MedPAR Outcome Datasets Overview#
The MedPAR Outcome Datasets in the LEGO data catalog provide researchers with access to processed inpatient admission records for Medicare beneficiaries, where each beneficiary admission is tagged and filtered with a health outcome based on predefined ICD-9 and ICD-10 diagnosis codes. These curated datasets reflect hospitalizations associated with specific medical conditions.
This walkthrough guides users through navigating the data catalog, identifying outcome-specific datasets, determining whether an existing dataset meets study requirements, and leveraging ICD Codes YAML configuration files to ensure consistency and reproducibility in outcome definitions.
Step 1 : Assessing the MedPAR Outcomes Content#
To begin exploring the MedPAR Outcome Datasets, access the data catalog and navigate to the Medpar Outcomes section in Medicare or Legacy Medicare section. It provides a centralized view of curated outcome-specific inpatient datasets, along with documentation, metadata, and data paths to support outcome selection and reuse.
Step 2 : Exploring the Available Outcomes dataset#
Within the Content tab of the catalog, each folder represents a project submission from a specific researcher, named using the format <pi_name>_<researcher_name>_<project_number>
(e.g., antonella_ernani_00, michelle_yongsoo_01).
Expanding the folder displays a list of .parquet
files, each representing outcome-tagged inpatient admissions for Medicare beneficiaries. These files follow a standard naming convention: <outcome>_<yyyy>.parquet
, where <outcome>
refers to the diagnosis (e.g., diabetes, cvd, melanoma) and <yyyy>
denotes the calendar year.

*Problem A*
Using the MedPAR outcome datasets page, answer each of these:
(i) Which diagnosis code systems define the health outcome tagged on each admission?
(ii) In which tab of the catalog does each folder represent a project submission?
(iii) What does <yyyy> denote in the file naming convention?
*Problem B*
Rewrite the part of the MedPAR outcome datasets page that begins at the words "Step 2 : Exploring" and stops after "the calendar year.", changing "folder" to "directory" each time it occurs.

*Entries provided*

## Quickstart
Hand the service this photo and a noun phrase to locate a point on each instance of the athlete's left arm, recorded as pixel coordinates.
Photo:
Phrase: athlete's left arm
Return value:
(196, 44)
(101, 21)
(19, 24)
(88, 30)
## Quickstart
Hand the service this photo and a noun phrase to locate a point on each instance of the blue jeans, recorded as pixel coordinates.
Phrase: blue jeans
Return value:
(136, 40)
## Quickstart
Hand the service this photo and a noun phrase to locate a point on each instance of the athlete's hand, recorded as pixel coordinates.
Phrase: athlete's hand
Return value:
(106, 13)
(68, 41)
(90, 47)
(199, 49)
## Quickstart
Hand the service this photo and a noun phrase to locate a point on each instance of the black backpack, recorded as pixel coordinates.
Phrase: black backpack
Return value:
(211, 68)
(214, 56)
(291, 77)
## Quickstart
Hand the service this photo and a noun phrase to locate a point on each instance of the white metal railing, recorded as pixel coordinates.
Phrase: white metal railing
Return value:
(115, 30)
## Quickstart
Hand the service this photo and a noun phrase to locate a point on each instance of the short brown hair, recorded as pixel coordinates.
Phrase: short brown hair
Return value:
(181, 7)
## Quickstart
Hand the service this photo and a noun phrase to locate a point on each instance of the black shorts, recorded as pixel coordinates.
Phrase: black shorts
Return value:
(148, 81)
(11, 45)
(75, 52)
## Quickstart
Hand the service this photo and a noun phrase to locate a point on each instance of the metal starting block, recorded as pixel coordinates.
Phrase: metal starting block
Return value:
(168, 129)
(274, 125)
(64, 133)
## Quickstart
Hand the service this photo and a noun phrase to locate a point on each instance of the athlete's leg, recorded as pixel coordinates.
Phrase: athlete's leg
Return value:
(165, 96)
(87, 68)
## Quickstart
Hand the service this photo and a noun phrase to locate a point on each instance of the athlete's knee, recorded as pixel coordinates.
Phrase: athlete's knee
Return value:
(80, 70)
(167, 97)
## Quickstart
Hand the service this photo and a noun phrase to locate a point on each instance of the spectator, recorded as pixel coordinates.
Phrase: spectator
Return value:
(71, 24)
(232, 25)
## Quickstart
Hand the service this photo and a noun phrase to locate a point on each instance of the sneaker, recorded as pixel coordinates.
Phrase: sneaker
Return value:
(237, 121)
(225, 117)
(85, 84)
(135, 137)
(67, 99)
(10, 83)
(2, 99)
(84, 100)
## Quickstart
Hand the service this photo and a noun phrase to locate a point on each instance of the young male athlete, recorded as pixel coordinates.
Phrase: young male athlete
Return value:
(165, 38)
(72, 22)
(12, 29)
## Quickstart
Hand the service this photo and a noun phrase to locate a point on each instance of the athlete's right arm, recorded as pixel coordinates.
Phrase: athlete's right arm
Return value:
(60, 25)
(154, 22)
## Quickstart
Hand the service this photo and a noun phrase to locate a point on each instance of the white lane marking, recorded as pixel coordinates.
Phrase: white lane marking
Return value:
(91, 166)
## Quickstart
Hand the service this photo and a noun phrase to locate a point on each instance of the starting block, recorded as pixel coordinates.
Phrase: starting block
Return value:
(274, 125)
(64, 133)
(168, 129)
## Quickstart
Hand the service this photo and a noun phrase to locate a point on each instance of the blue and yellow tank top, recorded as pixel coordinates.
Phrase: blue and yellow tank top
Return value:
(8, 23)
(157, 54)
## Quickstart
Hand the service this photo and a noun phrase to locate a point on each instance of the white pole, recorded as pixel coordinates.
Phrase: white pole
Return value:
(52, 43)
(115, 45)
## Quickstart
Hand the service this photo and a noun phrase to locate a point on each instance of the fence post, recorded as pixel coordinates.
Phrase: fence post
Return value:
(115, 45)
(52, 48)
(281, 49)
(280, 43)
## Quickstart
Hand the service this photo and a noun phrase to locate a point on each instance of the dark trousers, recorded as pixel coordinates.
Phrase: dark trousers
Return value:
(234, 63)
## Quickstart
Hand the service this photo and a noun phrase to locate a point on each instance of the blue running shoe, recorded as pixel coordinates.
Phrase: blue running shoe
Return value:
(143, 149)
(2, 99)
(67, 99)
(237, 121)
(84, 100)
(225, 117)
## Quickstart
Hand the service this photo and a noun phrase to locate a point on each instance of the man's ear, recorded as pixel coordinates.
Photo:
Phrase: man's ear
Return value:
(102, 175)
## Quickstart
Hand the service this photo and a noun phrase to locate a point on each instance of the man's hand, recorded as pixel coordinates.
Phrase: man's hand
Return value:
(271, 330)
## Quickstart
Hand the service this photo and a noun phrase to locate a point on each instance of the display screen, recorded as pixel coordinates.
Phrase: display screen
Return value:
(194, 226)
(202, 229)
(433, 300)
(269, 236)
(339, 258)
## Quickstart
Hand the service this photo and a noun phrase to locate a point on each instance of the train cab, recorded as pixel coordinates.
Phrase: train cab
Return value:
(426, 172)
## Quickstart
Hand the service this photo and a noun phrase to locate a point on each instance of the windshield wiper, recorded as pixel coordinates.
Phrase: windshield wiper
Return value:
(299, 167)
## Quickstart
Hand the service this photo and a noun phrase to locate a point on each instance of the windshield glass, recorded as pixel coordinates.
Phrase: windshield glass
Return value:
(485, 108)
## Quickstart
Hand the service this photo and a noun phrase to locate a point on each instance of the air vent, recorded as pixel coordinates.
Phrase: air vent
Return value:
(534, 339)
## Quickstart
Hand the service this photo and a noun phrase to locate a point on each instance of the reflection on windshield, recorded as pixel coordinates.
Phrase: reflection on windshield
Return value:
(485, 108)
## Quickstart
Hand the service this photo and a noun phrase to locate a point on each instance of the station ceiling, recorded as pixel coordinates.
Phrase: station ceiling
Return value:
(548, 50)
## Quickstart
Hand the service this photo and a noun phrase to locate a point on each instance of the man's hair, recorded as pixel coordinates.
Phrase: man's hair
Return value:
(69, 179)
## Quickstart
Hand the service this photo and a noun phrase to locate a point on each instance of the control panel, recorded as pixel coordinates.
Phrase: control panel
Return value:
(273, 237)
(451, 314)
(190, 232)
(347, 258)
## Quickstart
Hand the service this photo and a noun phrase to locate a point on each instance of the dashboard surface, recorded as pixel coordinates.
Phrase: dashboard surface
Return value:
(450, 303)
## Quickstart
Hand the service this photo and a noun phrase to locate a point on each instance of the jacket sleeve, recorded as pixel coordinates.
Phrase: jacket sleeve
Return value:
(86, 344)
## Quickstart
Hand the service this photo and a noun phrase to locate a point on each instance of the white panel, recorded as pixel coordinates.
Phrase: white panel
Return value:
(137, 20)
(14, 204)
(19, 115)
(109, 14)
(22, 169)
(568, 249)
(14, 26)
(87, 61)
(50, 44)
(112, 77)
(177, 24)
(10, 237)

*Expected output A*
(i) ICD-9 and ICD-10
(ii) The Content tab
(iii) The calendar year

*Expected output B*
Step 2 : Exploring the Available Outcomes dataset#
Within the Content tab of the catalog, each directory represents a project submission from a specific researcher, named using the format <pi_name>_<researcher_name>_<project_number>
(e.g., antonella_ernani_00, michelle_yongsoo_01).
Expanding the directory displays a list of .parquet
files, each representing outcome-tagged inpatient admissions for Medicare beneficiaries. These files follow a standard naming convention: <outcome>_<yyyy>.parquet
, where <outcome>
refers to the diagnosis (e.g., diabetes, cvd, melanoma) and <yyyy>
denotes the calendar year.